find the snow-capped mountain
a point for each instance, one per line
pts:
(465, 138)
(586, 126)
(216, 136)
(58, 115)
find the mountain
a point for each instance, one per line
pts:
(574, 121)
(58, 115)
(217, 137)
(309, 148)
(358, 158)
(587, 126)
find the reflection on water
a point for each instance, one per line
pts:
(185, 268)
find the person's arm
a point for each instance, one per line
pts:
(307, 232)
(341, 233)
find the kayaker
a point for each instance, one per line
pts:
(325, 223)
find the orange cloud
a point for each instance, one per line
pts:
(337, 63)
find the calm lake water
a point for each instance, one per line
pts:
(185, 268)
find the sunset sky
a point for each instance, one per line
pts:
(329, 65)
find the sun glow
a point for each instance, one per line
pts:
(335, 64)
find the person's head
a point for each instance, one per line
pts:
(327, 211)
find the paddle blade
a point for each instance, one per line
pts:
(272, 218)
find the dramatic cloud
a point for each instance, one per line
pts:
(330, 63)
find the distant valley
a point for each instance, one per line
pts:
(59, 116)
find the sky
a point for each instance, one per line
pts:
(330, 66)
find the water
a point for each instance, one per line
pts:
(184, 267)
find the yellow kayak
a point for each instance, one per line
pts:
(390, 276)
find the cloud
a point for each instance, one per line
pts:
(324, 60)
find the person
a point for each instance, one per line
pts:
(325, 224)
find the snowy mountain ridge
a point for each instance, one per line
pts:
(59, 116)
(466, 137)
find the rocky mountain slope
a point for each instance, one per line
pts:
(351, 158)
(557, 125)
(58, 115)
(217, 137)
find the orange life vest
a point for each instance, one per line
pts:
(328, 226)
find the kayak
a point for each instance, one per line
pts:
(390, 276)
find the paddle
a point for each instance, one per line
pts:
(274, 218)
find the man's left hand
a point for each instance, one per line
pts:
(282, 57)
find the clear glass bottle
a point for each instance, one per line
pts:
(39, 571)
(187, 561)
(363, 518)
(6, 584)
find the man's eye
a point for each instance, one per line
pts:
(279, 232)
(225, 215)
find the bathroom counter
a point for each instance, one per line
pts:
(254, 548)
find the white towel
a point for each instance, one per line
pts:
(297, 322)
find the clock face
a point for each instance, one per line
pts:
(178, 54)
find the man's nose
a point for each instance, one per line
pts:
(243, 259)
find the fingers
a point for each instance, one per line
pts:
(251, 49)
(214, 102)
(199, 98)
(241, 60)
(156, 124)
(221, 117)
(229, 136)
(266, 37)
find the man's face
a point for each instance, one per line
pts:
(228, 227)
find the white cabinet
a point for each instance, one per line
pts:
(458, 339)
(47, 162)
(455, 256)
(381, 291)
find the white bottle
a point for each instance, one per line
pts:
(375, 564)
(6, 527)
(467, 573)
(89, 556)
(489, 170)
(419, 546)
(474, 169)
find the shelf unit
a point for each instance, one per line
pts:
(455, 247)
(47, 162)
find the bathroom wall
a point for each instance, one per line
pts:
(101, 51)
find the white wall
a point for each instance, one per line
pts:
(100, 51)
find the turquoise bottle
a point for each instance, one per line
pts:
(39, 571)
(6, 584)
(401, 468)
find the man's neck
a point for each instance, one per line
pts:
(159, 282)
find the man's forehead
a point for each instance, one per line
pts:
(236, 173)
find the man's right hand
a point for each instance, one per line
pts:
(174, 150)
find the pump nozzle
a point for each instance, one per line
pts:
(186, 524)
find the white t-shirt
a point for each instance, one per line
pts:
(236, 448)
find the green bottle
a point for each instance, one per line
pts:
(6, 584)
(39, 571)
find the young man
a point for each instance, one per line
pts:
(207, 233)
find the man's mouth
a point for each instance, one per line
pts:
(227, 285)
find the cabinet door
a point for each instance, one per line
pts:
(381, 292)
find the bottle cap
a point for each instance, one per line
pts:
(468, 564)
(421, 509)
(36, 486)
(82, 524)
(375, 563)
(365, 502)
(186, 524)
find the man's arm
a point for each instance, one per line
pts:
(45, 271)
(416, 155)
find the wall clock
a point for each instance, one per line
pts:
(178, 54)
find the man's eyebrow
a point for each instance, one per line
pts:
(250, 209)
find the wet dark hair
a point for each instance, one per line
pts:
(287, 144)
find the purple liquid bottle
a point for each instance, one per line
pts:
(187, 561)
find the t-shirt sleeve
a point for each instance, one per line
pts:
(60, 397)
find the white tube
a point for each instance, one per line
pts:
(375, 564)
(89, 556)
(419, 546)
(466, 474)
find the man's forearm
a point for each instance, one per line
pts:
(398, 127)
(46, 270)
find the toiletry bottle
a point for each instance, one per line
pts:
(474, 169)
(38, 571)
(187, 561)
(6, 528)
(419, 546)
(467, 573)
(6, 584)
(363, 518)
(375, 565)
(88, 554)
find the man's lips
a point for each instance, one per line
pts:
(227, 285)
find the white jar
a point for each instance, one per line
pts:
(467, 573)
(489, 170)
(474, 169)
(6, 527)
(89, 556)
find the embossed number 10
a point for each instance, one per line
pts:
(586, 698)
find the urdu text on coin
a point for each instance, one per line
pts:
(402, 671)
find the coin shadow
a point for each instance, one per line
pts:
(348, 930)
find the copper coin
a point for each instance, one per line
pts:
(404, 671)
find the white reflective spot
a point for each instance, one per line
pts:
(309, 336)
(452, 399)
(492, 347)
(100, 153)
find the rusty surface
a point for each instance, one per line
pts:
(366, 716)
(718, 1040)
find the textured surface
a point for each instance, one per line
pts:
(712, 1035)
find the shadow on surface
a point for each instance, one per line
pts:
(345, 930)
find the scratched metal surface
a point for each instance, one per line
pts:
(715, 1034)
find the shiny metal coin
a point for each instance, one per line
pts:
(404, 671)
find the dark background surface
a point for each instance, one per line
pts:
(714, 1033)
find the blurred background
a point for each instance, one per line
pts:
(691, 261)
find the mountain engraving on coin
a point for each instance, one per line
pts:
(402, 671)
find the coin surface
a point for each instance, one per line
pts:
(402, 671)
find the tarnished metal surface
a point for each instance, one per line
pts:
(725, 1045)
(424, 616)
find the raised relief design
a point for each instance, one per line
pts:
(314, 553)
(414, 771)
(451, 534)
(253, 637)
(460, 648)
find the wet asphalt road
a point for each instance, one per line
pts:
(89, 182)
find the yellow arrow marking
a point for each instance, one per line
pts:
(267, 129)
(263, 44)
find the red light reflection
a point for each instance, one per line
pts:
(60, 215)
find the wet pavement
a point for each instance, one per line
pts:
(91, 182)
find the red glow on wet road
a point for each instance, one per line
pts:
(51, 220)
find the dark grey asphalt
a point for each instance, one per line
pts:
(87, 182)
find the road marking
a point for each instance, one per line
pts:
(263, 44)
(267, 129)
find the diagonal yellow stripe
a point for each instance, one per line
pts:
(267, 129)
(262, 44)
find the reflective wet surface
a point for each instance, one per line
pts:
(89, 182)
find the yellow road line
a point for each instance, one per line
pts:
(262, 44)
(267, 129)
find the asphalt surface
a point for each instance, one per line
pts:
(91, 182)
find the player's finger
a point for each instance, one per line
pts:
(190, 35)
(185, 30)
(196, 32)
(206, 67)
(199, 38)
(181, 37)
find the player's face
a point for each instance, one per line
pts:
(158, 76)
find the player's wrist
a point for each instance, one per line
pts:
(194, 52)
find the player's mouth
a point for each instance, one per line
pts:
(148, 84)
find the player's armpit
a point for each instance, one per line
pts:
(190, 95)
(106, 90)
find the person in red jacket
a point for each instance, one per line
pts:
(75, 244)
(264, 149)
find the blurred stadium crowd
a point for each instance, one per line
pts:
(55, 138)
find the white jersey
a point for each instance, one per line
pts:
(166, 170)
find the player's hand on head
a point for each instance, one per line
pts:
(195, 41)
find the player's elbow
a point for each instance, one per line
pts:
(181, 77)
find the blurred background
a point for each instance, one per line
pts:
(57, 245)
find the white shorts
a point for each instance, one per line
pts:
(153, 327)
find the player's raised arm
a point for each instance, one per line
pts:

-.-.-

Repeat, character for character, the lines from the one that holds "find the asphalt surface" to the final line of the material, inclusive, and no other lines.

find the asphalt surface
a point for each instance, one per line
pts:
(91, 182)
find the player's finger
a point for each instance, one per line
pts:
(190, 35)
(185, 30)
(196, 32)
(206, 67)
(199, 38)
(181, 37)
find the player's face
a point for each instance, one per line
pts:
(158, 76)
find the player's wrist
a point for each instance, one per line
pts:
(194, 52)
find the player's mouth
a point for each instance, one per line
pts:
(148, 84)
find the player's armpit
a point for each instance, one per line
pts:
(190, 95)
(106, 90)
find the person in red jacket
a point for each instance, one per line
pts:
(75, 244)
(264, 149)
find the blurred stadium crowd
a point for each instance, one per line
pts:
(55, 138)
find the white jersey
a point for each instance, one per line
pts:
(166, 170)
find the player's hand on head
a point for each instance, one per line
pts:
(195, 41)
find the player's elbow
a point for each instance, one per line
pts:
(181, 77)
find the blurred background
a point for each instance, one per line
pts:
(57, 245)
find the white shorts
a point for each instance, one per line
pts:
(153, 327)
find the player's raised arm
a point for each instance, one per line
pts:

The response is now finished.